— Excerpted records —
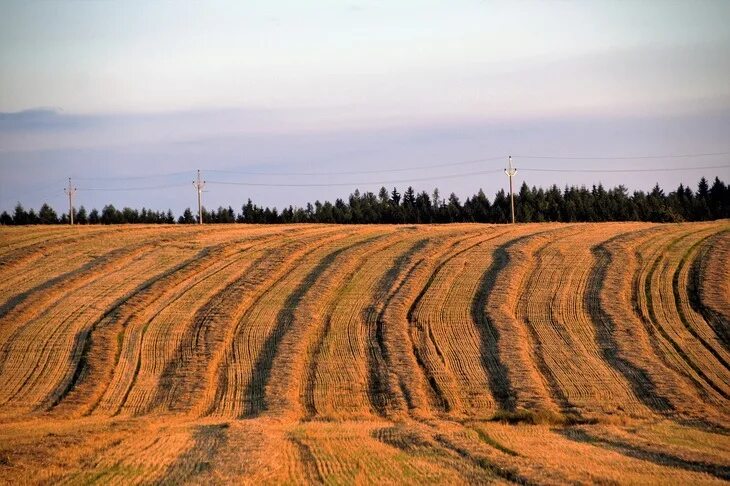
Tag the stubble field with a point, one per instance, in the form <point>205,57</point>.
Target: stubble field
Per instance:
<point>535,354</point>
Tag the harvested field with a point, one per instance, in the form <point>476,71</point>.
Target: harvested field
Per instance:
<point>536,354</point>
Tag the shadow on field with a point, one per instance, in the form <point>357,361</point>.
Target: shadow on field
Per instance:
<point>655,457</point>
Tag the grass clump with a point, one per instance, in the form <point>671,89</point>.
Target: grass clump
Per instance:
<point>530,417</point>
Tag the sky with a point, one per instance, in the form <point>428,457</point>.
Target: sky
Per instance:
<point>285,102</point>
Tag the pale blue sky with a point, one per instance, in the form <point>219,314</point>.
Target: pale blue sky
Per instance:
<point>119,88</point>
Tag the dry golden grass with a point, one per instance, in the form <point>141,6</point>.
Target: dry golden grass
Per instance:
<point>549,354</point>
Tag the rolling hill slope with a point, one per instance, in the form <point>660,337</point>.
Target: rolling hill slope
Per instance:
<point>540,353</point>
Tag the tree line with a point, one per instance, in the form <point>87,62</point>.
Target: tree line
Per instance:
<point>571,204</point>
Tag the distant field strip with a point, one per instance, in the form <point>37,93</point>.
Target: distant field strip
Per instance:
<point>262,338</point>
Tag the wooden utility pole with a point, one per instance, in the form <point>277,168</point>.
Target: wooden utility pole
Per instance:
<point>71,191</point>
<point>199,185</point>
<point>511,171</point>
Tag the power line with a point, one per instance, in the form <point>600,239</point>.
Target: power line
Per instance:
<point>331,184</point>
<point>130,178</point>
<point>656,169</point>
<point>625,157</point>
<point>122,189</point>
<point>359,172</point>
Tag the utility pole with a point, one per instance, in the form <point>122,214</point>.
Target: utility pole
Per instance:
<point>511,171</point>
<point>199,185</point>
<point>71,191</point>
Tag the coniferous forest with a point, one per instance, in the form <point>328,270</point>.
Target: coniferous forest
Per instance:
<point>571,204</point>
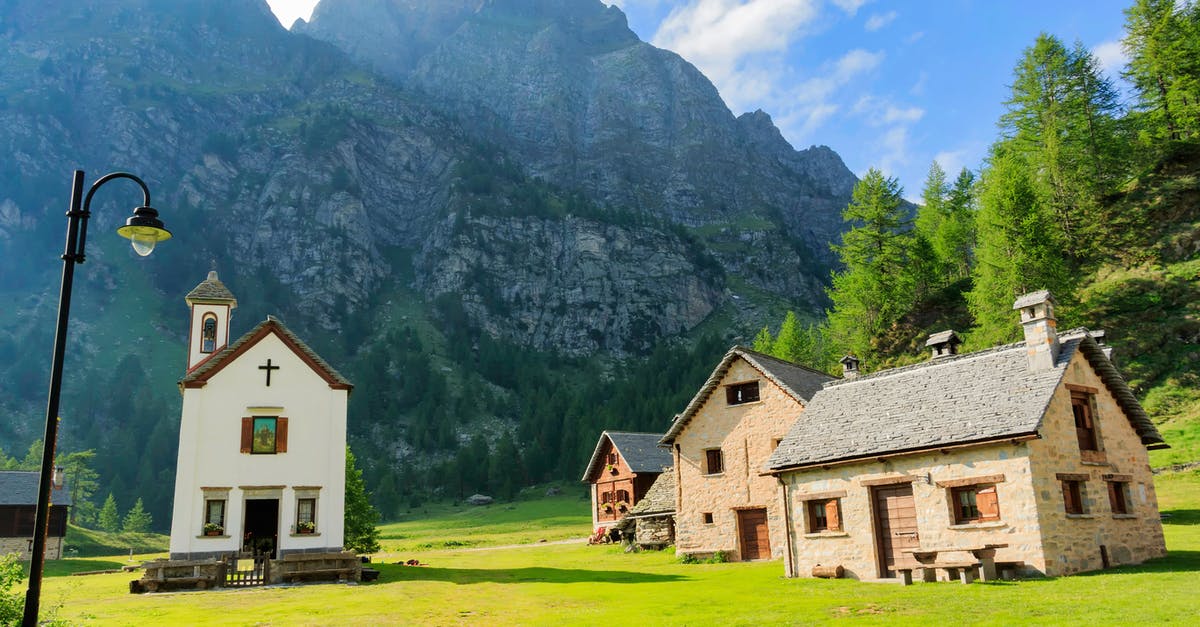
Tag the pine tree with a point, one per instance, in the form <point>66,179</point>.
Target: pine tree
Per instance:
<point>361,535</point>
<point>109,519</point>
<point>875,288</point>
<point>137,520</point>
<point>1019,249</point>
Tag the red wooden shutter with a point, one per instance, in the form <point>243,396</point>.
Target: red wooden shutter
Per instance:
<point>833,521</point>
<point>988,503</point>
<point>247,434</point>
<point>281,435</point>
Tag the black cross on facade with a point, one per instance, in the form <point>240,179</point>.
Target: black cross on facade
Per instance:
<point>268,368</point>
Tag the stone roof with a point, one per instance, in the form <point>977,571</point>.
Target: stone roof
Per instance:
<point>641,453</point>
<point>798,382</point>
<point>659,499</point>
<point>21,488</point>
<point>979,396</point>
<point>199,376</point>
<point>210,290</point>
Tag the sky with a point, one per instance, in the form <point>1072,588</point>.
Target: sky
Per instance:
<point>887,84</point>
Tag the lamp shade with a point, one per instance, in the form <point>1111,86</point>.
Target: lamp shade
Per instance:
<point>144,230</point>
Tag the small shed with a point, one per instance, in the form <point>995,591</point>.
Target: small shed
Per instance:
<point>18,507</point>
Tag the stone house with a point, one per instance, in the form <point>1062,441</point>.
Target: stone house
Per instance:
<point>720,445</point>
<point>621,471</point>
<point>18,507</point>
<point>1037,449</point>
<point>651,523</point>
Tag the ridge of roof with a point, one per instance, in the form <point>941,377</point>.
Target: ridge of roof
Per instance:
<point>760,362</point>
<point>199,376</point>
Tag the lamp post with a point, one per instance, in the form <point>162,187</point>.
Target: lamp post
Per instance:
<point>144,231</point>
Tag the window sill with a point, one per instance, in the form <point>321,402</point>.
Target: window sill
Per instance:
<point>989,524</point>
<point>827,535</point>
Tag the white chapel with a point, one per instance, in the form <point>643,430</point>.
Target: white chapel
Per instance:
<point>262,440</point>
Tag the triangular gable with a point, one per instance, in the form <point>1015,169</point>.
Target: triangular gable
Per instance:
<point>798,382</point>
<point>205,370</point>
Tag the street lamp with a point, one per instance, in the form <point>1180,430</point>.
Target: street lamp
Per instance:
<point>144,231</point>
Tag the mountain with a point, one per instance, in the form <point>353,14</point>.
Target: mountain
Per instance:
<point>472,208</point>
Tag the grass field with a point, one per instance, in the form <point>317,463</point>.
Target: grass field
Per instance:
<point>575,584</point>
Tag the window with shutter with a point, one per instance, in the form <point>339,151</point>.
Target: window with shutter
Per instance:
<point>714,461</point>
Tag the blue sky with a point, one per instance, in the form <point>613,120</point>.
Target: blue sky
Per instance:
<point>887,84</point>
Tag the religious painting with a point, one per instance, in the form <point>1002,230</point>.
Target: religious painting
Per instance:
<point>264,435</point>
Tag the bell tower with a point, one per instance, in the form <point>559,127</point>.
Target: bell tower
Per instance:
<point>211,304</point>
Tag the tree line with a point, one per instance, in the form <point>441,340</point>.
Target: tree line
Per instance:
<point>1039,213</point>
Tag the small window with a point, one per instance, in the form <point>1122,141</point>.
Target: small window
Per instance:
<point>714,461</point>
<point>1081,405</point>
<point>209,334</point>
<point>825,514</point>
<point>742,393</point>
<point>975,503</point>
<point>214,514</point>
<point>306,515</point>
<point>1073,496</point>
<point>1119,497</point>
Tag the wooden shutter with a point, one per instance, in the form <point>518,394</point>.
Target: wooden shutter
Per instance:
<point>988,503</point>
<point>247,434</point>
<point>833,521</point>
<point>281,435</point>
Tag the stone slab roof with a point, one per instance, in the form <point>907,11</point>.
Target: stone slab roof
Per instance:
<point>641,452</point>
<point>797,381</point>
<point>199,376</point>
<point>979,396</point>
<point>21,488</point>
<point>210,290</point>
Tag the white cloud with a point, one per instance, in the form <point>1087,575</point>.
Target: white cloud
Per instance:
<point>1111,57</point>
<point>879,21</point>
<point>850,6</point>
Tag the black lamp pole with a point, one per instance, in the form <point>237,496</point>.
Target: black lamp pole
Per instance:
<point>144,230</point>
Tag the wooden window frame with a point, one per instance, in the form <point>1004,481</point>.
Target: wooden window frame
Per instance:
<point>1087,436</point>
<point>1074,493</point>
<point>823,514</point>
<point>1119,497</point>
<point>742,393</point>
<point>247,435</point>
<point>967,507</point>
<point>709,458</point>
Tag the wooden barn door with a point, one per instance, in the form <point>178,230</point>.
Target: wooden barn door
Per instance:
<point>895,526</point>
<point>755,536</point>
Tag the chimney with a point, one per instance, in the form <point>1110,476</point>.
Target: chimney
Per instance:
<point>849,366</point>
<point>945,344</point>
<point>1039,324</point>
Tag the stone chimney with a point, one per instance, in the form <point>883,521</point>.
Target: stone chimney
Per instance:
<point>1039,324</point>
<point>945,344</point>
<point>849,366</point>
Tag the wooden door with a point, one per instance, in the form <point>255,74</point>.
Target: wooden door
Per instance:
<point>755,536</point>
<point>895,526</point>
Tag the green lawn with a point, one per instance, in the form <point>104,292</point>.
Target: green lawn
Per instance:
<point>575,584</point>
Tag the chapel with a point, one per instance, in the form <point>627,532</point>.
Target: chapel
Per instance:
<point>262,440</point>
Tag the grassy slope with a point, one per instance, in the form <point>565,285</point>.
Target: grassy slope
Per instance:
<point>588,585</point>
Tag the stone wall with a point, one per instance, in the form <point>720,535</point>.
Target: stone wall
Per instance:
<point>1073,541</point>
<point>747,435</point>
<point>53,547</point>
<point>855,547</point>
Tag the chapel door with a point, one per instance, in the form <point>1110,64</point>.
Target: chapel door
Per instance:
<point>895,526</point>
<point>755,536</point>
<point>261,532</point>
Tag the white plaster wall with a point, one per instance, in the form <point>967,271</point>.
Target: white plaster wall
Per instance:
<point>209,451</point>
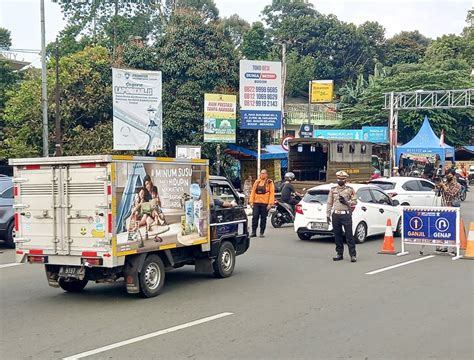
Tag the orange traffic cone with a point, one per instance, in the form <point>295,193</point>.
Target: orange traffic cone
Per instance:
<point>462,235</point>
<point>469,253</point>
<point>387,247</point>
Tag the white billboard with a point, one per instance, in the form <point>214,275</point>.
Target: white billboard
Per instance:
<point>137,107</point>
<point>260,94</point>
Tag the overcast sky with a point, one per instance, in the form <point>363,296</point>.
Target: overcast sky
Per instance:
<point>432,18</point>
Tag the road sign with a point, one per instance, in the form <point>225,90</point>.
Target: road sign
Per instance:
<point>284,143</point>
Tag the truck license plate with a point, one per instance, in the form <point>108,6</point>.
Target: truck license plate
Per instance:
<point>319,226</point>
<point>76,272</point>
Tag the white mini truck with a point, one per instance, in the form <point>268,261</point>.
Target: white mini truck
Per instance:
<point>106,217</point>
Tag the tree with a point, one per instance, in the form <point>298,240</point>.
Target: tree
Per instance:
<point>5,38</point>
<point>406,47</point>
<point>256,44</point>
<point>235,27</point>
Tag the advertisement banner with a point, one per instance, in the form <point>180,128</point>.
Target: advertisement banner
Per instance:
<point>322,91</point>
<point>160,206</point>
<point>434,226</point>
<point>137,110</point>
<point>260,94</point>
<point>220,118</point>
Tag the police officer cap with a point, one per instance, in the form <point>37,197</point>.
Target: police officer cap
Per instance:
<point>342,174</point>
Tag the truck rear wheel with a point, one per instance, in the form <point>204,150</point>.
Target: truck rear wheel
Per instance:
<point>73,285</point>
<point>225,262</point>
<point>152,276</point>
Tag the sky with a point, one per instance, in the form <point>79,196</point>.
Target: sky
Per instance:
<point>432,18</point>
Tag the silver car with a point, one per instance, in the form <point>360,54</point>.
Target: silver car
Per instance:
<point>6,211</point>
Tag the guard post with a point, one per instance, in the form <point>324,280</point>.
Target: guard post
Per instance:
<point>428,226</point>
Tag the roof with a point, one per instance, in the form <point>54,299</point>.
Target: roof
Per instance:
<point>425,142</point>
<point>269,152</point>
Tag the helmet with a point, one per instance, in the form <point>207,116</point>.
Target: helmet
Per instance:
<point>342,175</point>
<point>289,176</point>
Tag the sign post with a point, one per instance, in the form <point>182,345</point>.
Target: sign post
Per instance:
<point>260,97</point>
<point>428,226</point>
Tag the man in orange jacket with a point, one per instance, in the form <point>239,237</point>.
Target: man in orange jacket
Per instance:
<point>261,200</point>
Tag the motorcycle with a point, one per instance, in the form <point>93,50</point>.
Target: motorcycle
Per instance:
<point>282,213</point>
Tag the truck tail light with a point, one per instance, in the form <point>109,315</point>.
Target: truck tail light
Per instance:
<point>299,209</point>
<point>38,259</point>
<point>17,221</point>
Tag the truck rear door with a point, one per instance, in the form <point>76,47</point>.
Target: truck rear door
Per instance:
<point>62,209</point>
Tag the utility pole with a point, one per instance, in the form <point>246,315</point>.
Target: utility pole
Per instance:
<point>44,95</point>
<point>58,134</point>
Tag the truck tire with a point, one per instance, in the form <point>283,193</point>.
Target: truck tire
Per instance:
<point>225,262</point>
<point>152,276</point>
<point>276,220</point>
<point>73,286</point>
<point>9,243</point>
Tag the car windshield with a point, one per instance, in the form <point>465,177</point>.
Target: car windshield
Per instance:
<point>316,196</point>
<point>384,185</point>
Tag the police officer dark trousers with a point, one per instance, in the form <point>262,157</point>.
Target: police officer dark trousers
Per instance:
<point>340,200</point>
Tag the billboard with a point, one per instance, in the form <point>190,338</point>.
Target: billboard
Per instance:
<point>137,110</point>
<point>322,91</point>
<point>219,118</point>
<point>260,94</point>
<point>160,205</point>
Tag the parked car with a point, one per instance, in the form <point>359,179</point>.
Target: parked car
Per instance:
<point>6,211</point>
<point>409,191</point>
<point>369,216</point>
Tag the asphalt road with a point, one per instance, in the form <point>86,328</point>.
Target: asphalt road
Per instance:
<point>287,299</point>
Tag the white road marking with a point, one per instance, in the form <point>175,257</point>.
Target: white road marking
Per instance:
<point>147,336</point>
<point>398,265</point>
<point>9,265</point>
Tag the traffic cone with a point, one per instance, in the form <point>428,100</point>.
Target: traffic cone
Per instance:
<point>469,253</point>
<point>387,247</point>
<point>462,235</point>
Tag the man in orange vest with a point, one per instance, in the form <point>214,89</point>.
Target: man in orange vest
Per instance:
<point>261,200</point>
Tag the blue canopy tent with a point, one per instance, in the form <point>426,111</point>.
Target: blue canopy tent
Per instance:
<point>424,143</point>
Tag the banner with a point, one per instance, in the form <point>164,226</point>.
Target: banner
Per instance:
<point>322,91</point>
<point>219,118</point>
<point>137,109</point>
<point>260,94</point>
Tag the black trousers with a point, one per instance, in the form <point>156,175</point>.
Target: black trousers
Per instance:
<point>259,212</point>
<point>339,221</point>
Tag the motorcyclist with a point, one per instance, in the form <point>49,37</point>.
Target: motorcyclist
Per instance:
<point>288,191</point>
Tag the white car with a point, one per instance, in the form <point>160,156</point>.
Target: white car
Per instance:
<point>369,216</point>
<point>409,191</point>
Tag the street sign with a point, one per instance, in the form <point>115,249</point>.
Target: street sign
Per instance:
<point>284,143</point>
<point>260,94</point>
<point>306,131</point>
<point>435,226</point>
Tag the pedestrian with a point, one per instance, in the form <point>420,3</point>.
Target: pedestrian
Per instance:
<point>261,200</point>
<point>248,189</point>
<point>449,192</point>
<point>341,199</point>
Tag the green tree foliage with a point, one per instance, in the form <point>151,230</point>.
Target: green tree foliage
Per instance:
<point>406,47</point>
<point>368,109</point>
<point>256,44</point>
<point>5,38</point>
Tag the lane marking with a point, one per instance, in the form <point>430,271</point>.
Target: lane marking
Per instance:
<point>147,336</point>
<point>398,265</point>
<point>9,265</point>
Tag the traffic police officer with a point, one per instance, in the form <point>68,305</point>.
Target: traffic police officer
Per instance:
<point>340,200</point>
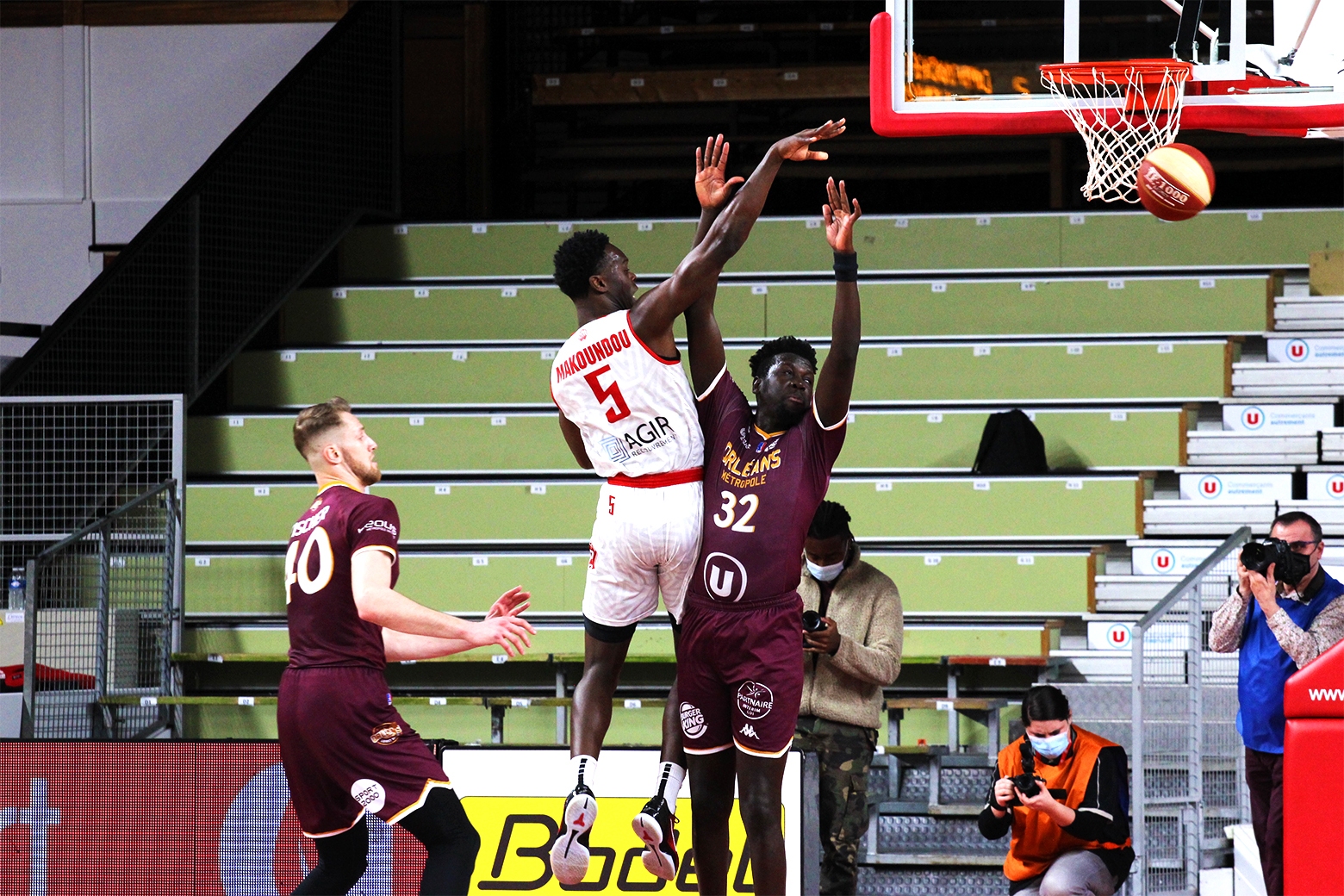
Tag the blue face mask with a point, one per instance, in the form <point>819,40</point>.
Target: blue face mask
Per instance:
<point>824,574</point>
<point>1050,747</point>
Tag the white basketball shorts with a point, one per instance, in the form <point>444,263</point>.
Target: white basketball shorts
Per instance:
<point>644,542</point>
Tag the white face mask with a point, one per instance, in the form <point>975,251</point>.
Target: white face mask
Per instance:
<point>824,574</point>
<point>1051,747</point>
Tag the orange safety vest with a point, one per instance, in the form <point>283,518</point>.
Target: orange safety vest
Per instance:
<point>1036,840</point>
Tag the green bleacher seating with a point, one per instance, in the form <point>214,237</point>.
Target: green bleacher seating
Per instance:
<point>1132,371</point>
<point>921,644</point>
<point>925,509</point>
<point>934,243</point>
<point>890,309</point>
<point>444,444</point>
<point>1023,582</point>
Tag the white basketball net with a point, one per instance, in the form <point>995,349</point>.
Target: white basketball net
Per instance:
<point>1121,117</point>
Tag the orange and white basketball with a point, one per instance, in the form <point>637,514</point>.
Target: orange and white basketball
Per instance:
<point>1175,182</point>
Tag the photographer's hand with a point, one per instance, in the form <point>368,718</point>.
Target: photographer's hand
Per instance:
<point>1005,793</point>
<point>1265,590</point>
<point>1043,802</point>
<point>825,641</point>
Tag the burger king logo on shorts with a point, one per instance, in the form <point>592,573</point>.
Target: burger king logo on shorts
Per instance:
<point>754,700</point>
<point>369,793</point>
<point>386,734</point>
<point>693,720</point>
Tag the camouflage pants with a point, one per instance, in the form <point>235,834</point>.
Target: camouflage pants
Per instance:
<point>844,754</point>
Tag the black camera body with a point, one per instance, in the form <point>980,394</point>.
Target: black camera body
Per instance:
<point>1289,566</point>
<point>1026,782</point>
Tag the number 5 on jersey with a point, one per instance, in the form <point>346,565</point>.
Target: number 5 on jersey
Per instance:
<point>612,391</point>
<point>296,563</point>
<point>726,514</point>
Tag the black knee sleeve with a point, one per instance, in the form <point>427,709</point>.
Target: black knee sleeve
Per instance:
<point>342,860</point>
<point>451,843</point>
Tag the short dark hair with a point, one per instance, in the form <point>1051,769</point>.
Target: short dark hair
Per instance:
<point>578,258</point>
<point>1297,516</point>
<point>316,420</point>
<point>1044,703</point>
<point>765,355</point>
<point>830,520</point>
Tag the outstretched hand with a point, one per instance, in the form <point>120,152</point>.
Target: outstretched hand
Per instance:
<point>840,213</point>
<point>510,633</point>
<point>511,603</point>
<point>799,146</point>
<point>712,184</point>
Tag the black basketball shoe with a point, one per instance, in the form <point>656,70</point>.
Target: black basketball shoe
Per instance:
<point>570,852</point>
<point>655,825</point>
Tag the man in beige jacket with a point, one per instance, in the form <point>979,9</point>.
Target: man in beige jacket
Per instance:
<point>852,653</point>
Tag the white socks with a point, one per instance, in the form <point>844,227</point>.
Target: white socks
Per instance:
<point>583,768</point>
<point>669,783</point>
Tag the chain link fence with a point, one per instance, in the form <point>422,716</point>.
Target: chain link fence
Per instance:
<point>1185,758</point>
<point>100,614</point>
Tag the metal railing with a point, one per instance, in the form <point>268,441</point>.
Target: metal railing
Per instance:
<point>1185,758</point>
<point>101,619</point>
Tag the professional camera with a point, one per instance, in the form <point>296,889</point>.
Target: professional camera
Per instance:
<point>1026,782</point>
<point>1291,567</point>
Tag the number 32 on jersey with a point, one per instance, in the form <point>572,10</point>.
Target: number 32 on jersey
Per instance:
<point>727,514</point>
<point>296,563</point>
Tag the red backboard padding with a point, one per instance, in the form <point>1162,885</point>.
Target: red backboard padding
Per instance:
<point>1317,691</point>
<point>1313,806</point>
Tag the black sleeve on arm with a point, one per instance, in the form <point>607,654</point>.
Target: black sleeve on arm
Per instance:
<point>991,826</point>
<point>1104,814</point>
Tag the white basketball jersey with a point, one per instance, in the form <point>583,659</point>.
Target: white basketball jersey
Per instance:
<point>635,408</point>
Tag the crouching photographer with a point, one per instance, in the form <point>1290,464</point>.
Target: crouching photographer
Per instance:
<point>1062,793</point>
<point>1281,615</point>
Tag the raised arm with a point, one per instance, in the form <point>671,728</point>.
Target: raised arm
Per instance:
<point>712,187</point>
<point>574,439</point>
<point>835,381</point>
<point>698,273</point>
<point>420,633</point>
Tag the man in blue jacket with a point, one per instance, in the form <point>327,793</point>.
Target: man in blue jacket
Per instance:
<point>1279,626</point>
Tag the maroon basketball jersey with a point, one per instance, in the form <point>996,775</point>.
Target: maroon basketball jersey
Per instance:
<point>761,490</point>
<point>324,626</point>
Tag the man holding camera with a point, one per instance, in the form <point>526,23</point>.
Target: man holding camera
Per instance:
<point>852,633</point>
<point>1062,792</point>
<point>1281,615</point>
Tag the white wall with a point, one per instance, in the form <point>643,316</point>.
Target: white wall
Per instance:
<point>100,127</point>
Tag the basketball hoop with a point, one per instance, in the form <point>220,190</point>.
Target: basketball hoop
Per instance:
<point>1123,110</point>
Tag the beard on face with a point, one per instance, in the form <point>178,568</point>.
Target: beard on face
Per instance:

— Set problem —
Copy every line of the material from the line with "Tag the small shed" up to and including the line with "<point>472,208</point>", and shift each answer point by adding 52 to both of its coordinates. Leave the points that follow "in the form" unchanged.

— Completed task —
Tag the small shed with a point, one per instance, in the form <point>995,591</point>.
Target: small shed
Per instance:
<point>70,559</point>
Tag the stone house with a point, one per instance, in the form <point>1062,441</point>.
Target: stone house
Per instance:
<point>772,497</point>
<point>673,523</point>
<point>70,559</point>
<point>1089,501</point>
<point>703,575</point>
Tag the ridge of roof with a point, one per instance, in the form <point>941,377</point>.
Target: ridge of roof
Per instance:
<point>812,414</point>
<point>251,428</point>
Tag the lamp post with a point, one per instance, in the form <point>162,187</point>.
Target: lamp post
Per instance:
<point>196,283</point>
Tag the window sill with a point, one per instance, in the form <point>321,402</point>.
Target: window sill
Per instance:
<point>1041,576</point>
<point>879,587</point>
Tag the white chapel with a point, one per instance, in the form <point>643,430</point>.
Target: white chapel
Per instance:
<point>314,492</point>
Tag the triangular gable with a point, one per instance, in the form <point>1015,169</point>.
Target: triangular gable
Per instance:
<point>850,434</point>
<point>257,422</point>
Tag the street lamp with a point, one per instance, in the form <point>1180,430</point>.
Target: street lamp
Per instance:
<point>196,283</point>
Tag the mountain with a point, one per instance, in the form <point>353,14</point>.
Target: mountain
Per instance:
<point>524,260</point>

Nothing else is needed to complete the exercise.